• TEXTO DE LA PÁGINA:
══════

HOMIÍLIA DEL SANTO PADRE JUAN PABLO II

Jueves Santo, 12 de abril de 2001




1. "Spiritus Domini super me, eo quod unxerit Dominus me El Espíritu del Señor está sobre mí, porque el Señor me ha ungido" (Is 61,1).

En estos versículos, tomados del libro de Isaías, se halla contenido el tema central de la misa Crismal. Nuestra atención se concentra en la unción, dado que dentro de poco bendeciremos el óleo de los catecúmenos, el óleo de los enfermos y el crisma.

1427 Esta mañana vivimos una fiesta singular "con óleo de alegría" (Ps 45,8). Es fiesta del pueblo de Dios, el cual contempla hoy el misterio de la unción, que marca la vida de todo cristiano, desde el día de su bautismo.

Es fiesta, de manera especial, de todos nosotros, amadísimos y venerados hermanos en el sacerdocio, ordenados presbíteros para el servicio del pueblo cristiano. Os doy gracias cordialmente por vuestra numerosa presencia en torno al altar de la Confesión de San Pedro. Representáis al presbiterio romano y, en cierto sentido, al presbiterio de todo el mundo.

Celebramos la misa Crismal en el umbral del Triduo pascual, centro y cumbre del Año litúrgico. Este sugestivo rito recibe su luz, por decirlo así, del Cenáculo, es decir, del misterio de Cristo sacerdote, que en la última Cena se consagra a sí mismo, anticipando el sacrificio cruento del Gólgota. De la Mesa eucarística desciende la unción sagrada. El Espíritu divino difunde su místico perfume en toda la casa (cf. Jn Jn 12,3), es decir, en la Iglesia, y a los sacerdotes en especial los hace partícipes de la misma consagración de Jesús (cf. Oración Colecta).

2. "Misericordias Domini in aeternum cantabo Cantaré eternamente las misericordias del Señor" (estribillo del Salmo responsorial).

Íntimamente renovados por la experiencia jubilar, concluida hace poco, hemos entrado en el tercer milenio llevando en el corazón y en los labios las palabras del Salmo: "Cantaré eternamente las misericordias del Señor". Todo bautizado está llamado a alabar y dar testimonio del amor misericordioso de Dios con una vida santa, y lo mismo se puede decir de toda comunidad cristiana. "Esta es la voluntad de Dios -escribe san Pablo-: vuestra santificación" (1Th 4,3). Y el concilio Vaticano II precisa: "Todos los fieles, de cualquier estado o condición, están llamados a la plenitud de la vida cristiana y a la perfección de la caridad" (Lumen gentium LG 40).

Esta verdad fundamental, que es preciso traducir en prioridades pastorales, nos atañe ante todo a nosotros, los obispos, y a vosotros, amadísimos sacerdotes. Antes que a nuestro "obrar", interpela a nuestro "ser". "Sed santos -dice el Señor- porque yo soy santo" (Lv 19,2); pero se podría añadir: sed santos, para que el pueblo de Dios que os ha sido confiado sea santo. Ciertamente, la santidad de la grey no deriva de la del pastor, pero no cabe duda de que la favorece, la estimula y la alimenta.

══════

• TAREA: Continúa la homilía del Jueves Santo de 2001 a partir del punto en que se interrumpe. El material no tiene nada que ver con esto.

• MATERIAL:
══════

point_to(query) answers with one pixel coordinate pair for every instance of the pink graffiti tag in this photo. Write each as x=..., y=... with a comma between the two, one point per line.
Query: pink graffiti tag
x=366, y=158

══════

• RESULTADO:
En la Carta que, como todos los años, he dirigido a los sacerdotes con ocasión del Jueves santo, he escrito: este "día especial de nuestra vocación, nos invita ante todo a reflexionar sobre nuestro "ser" y, en particular, sobre nuestro camino de santidad. De esto es de lo que surge después también el impulso apostólico" (n. 6).

Asimismo, quise destacar el hecho de que la vocación sacerdotal es "misterio de misericordia" (ib., 7). Como Pedro y Pablo, sabemos que somos indignos de un don tan grande. Por eso, ante Dios no cesamos de experimentar asombro y agradecimiento por la gratuidad con que nos ha escogido, por la confianza que deposita en nosotros y por el perdón que nunca nos niega (cf. ib., 6).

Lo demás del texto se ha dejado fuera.